Show every line in the records below that contains the string "cloud", copying each matching line unchanged.

*****

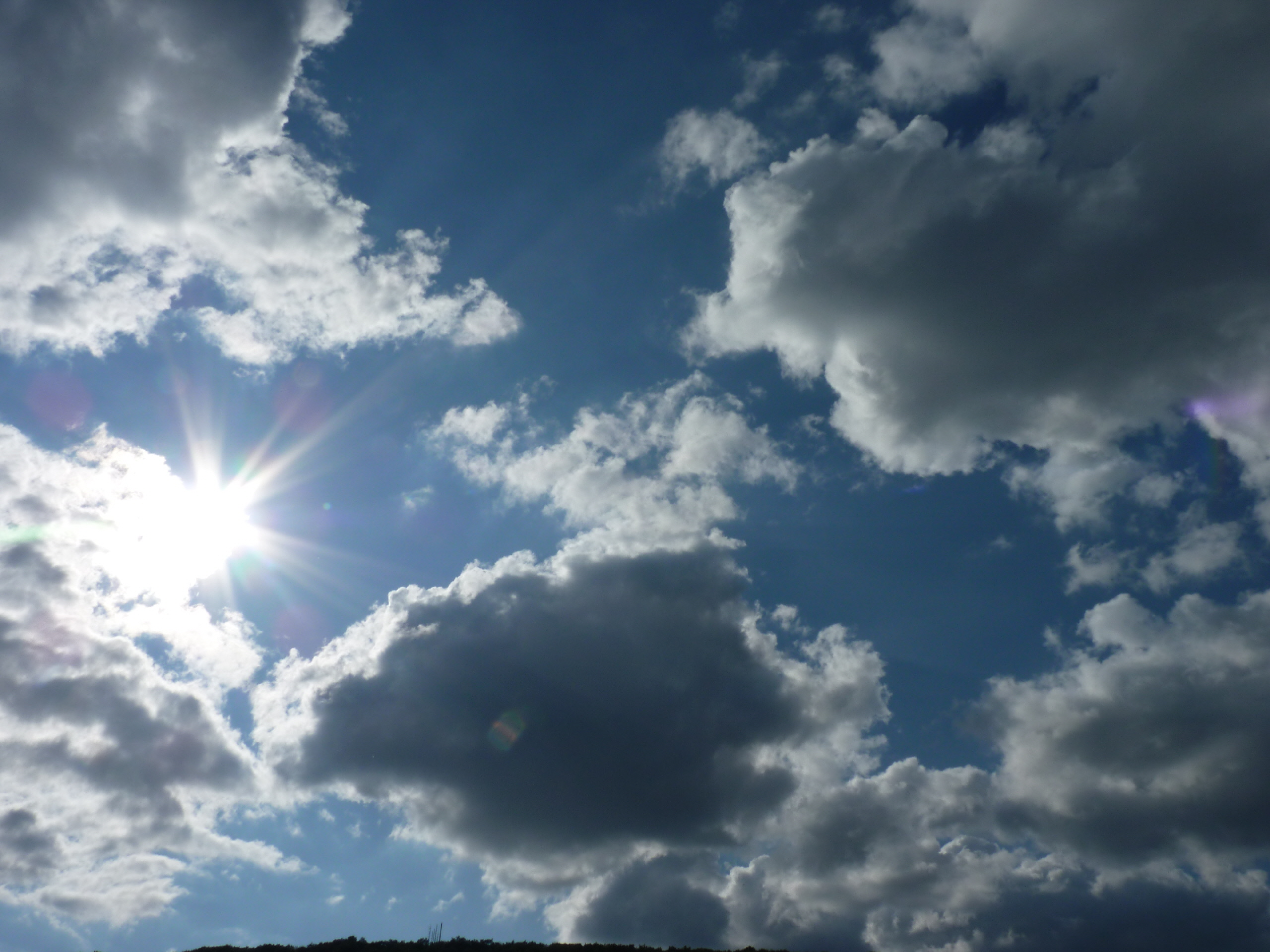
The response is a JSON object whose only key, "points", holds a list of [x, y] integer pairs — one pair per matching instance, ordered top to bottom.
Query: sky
{"points": [[736, 474]]}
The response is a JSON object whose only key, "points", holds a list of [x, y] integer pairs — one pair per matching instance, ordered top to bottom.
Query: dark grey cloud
{"points": [[116, 98], [1058, 280], [642, 701], [1151, 742], [27, 851], [656, 903]]}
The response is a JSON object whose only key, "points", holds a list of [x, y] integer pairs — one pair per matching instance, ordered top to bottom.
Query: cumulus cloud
{"points": [[760, 76], [722, 145], [149, 171], [1058, 280], [649, 475], [559, 721], [619, 738], [1150, 742], [116, 770], [1128, 808]]}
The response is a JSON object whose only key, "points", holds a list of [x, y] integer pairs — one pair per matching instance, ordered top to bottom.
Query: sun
{"points": [[180, 535]]}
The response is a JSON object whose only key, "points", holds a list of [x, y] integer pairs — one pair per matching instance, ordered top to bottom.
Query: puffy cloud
{"points": [[760, 75], [720, 144], [149, 169], [1056, 281], [647, 476], [1203, 550], [566, 720], [1148, 743], [115, 769], [1128, 808]]}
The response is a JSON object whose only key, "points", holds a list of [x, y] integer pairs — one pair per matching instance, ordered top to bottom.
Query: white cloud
{"points": [[831, 18], [760, 76], [720, 144], [149, 168], [1004, 290], [648, 476], [1202, 550], [1096, 565], [636, 708], [1151, 742], [116, 770]]}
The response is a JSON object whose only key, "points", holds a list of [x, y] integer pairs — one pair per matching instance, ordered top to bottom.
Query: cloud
{"points": [[760, 76], [720, 144], [149, 172], [1058, 280], [649, 475], [1202, 550], [558, 722], [1151, 742], [115, 769]]}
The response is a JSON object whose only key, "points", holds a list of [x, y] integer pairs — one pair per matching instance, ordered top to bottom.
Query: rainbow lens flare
{"points": [[507, 730]]}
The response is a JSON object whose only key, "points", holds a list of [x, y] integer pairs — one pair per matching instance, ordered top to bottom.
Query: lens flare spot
{"points": [[507, 730]]}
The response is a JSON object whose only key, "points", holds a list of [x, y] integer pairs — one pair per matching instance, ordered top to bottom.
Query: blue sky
{"points": [[786, 475]]}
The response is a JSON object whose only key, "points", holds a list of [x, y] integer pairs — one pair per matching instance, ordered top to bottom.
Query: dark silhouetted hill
{"points": [[456, 945]]}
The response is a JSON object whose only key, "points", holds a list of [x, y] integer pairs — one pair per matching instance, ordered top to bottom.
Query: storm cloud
{"points": [[1085, 266]]}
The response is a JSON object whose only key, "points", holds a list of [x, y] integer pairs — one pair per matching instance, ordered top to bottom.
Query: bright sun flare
{"points": [[182, 535]]}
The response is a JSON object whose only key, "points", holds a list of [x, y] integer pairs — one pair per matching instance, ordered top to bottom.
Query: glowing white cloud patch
{"points": [[192, 196], [175, 535], [117, 769]]}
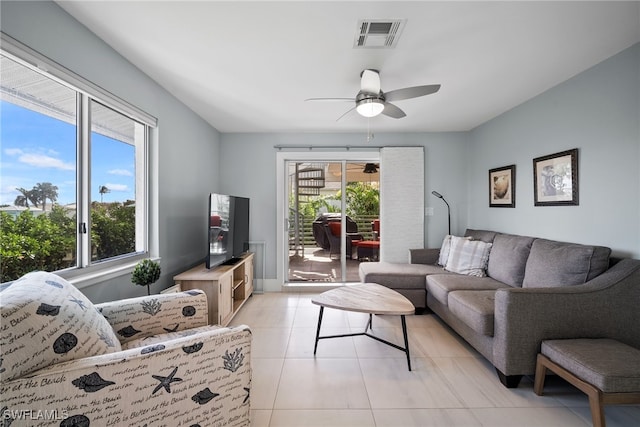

*****

| Final answer |
Query: dark grey cloud
Query: cumulus cloud
Query: puffy cloud
Query: white cloud
Query: cloud
Query: storm cloud
Query: glowing white cloud patch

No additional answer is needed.